• **WORK REQUEST**: Only the closing portion of the entries is to be reproduced: the line containing "Target: white daisy flower" through the very last line, exactly as written.
----
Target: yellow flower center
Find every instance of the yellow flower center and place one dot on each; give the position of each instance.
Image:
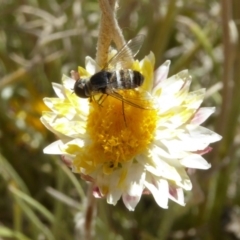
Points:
(118, 131)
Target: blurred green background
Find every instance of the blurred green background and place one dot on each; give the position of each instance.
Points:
(41, 40)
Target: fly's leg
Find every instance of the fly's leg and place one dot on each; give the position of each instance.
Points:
(102, 99)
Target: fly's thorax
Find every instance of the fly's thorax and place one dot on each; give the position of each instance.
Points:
(126, 79)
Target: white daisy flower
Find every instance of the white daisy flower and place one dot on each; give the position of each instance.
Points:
(149, 152)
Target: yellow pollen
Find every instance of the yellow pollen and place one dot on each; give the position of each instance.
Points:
(118, 130)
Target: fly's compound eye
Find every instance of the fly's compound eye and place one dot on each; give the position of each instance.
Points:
(80, 88)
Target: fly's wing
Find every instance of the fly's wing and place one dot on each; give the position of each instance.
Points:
(124, 57)
(138, 102)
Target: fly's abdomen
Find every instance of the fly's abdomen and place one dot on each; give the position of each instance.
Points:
----
• **WORKED SOLUTION**:
Target: white daisy flower
Find every instance of the white daisy flower and place one dot on each; give the position of each instance.
Points:
(149, 152)
Target: yellow pollen
Find every instance of the yellow pollen and place one dot on each; give the position of each instance.
Points:
(118, 130)
Target: fly's compound eye
Find every instance of the fly's compound eye and place one dot on each; give the position of each instance.
Points:
(80, 88)
Target: fly's wing
Find every instance of the fly's wing and place one dot on each; give the position of each instance.
Points:
(124, 57)
(138, 102)
Target: fly's abdomen
Find every instance of the fly's abdomen and place one dot on each; give the position of each instance.
Points:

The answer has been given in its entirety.